• **Provided records**
______________________________

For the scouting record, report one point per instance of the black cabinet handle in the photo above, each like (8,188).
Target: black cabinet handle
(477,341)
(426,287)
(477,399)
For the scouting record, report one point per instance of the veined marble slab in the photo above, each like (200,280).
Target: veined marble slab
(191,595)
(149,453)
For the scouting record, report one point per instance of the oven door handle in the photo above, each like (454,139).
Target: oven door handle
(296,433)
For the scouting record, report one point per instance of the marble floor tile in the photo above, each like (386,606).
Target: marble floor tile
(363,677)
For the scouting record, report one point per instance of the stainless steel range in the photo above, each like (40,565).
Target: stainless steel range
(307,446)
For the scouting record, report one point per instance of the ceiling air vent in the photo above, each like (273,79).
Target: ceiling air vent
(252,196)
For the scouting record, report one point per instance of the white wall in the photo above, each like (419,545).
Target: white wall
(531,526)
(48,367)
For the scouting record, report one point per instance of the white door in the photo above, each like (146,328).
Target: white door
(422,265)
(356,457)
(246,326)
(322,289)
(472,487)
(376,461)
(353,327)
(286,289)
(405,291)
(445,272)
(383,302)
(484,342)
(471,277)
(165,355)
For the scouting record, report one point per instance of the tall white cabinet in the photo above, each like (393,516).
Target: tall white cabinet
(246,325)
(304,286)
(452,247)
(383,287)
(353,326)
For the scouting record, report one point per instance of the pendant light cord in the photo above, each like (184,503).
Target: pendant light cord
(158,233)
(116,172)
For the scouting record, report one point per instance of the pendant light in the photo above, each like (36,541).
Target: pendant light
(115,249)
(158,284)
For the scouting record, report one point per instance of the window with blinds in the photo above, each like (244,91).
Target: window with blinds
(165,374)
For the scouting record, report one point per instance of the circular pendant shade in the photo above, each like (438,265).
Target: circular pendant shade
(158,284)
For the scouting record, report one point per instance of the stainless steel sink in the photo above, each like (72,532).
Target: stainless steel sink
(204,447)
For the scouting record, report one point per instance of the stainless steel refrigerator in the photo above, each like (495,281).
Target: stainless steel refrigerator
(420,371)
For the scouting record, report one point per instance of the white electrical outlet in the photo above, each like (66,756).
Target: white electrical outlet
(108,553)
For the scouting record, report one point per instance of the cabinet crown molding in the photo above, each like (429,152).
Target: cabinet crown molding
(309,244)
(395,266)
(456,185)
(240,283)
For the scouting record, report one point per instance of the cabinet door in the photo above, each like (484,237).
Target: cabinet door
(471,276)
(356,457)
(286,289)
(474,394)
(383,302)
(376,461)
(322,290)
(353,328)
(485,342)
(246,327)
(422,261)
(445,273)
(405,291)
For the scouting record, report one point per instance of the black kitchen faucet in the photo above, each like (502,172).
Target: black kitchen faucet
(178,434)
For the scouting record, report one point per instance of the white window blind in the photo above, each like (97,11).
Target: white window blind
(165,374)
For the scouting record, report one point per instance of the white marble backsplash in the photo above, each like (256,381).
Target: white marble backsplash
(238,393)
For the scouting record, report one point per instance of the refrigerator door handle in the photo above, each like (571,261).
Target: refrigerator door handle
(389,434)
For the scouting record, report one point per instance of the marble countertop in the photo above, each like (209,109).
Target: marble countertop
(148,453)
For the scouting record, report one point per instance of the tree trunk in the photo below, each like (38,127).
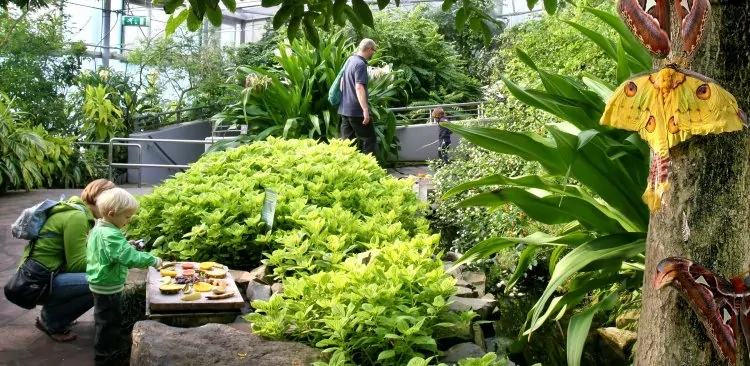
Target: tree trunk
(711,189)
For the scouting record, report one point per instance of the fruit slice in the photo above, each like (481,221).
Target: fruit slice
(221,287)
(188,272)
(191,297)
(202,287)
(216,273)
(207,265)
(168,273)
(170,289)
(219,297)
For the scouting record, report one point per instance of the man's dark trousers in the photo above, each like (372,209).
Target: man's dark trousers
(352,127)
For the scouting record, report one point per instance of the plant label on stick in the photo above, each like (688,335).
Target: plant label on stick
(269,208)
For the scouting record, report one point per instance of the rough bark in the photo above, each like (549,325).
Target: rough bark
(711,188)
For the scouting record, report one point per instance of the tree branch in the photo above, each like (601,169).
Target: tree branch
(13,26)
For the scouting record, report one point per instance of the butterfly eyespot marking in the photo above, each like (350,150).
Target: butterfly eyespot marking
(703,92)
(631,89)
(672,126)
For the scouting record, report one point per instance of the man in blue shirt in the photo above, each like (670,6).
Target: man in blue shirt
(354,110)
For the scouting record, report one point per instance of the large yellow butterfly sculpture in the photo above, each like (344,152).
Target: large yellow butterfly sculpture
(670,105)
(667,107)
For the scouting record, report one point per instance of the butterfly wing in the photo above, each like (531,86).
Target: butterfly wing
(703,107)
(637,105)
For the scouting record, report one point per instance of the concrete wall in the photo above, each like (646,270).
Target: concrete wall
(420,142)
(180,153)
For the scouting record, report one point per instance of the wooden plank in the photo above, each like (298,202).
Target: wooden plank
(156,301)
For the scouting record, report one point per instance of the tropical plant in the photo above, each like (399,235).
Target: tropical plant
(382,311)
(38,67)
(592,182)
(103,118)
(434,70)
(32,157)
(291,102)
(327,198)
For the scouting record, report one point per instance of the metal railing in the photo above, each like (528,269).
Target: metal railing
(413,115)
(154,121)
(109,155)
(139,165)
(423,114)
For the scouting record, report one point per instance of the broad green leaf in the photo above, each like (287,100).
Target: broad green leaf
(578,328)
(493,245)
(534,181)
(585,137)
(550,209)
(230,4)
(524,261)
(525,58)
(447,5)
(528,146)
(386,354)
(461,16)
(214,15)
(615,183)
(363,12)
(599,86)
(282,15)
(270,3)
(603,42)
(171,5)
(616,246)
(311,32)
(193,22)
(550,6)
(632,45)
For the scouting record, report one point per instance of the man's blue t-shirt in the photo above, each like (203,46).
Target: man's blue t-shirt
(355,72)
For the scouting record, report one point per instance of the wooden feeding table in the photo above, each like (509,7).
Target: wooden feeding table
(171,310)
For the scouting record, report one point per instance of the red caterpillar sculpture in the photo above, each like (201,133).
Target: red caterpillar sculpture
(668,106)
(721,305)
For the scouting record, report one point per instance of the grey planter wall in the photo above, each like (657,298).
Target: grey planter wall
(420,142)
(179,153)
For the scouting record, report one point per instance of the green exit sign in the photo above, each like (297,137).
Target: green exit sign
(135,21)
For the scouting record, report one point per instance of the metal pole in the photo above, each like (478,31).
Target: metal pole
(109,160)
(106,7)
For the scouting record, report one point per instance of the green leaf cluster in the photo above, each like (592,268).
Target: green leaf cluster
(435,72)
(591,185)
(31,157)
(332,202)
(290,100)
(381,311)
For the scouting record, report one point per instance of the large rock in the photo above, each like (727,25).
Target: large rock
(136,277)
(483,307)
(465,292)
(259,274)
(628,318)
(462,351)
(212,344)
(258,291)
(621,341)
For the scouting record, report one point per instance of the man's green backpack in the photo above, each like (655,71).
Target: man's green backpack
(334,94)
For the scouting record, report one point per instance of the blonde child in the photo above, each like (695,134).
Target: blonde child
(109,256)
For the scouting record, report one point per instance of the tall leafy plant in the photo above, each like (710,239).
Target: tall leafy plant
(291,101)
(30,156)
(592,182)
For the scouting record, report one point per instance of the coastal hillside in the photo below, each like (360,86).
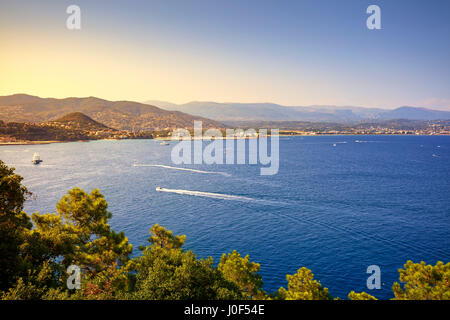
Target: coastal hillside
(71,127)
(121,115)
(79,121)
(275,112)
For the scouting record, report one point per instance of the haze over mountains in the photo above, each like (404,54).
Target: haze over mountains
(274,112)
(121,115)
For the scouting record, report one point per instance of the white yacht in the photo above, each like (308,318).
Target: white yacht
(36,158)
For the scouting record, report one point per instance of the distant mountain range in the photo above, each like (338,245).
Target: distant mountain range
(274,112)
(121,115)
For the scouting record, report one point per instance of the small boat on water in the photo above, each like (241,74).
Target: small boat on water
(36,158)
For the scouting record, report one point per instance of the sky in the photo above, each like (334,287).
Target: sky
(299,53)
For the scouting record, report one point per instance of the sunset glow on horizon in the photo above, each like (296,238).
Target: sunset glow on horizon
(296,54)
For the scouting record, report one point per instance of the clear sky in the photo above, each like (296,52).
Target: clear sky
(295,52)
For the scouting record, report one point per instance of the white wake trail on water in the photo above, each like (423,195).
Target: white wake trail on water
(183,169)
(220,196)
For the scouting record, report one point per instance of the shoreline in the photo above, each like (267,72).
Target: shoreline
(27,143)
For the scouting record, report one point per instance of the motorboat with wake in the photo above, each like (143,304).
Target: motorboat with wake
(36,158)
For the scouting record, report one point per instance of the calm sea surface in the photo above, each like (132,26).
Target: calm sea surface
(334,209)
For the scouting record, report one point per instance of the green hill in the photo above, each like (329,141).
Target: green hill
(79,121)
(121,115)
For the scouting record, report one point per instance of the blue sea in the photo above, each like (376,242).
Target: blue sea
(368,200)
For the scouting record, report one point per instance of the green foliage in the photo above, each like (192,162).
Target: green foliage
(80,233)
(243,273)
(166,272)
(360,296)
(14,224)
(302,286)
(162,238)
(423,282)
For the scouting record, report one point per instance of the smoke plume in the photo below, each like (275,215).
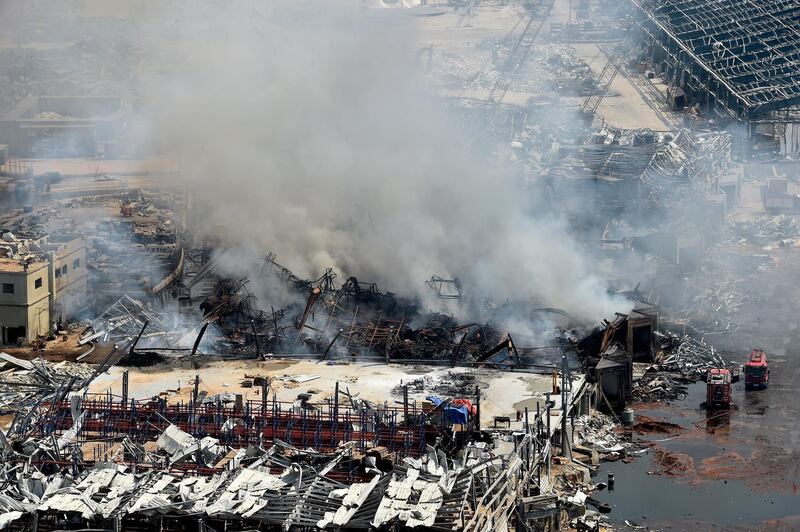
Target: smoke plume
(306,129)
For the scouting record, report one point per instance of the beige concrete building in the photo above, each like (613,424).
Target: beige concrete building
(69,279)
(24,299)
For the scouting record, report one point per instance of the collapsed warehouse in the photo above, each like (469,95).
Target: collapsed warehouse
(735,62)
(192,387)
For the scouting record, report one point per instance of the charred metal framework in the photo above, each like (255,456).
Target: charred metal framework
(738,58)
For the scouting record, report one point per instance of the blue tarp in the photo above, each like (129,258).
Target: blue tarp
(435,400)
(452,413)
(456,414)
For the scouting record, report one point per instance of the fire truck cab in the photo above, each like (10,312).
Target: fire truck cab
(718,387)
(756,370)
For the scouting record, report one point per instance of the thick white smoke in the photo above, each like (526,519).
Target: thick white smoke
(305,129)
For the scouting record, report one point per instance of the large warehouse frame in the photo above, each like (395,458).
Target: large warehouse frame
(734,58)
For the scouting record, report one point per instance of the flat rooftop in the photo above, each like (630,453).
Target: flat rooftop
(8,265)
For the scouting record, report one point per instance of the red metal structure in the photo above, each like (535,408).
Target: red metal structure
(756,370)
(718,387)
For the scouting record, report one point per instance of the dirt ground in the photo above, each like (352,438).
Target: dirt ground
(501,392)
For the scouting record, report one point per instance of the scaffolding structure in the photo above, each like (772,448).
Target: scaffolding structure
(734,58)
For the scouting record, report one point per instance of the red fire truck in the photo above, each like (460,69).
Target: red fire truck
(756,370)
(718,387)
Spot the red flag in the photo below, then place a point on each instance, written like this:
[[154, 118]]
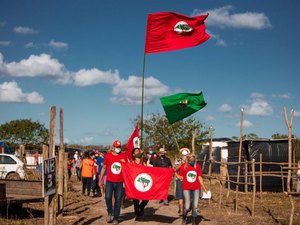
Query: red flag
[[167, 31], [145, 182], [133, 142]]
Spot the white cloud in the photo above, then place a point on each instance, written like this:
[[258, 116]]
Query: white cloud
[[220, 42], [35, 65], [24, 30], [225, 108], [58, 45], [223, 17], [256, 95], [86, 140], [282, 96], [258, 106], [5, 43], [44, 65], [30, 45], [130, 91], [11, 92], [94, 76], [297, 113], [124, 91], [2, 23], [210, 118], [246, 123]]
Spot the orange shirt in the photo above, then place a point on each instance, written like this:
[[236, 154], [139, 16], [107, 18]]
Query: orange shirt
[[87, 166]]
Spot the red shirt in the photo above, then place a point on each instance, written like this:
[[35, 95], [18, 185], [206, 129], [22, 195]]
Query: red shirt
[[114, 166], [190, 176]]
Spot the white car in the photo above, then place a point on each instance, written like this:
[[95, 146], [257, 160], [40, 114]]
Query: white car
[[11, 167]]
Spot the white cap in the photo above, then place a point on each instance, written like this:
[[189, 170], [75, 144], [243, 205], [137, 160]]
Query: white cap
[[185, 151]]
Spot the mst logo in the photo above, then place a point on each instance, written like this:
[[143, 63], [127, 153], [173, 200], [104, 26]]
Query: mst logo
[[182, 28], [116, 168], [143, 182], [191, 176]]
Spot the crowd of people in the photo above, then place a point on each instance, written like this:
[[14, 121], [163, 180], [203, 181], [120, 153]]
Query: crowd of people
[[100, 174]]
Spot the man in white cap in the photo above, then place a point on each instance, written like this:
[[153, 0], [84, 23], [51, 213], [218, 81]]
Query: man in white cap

______________________________

• **Stated exercise**
Begin with the line that contains "Spot the white cap" and end with the last line of the records; set down every line in that span exactly, and nothing else.

• **Final result**
Spot the white cap in the photo above, then place a point on each instance, written like this:
[[189, 170], [75, 144], [243, 205], [137, 160]]
Query: white cap
[[185, 151]]
Spot the mst logo in the photo above, then place a point on each instance, written like this:
[[143, 63], [127, 153], [173, 200], [104, 26]]
Query: mst logo
[[182, 28], [116, 168], [143, 182], [191, 176]]
Spot the crowd of people in the photo above, then place a point on each instance, written like this:
[[14, 121], [163, 180], [203, 181], [120, 153]]
Query: crowd of people
[[100, 174]]
Spot the man in white cap in the photo above, then place a point on each instance, written like this:
[[153, 0], [84, 23], [51, 213], [218, 81]]
Query: man in white cap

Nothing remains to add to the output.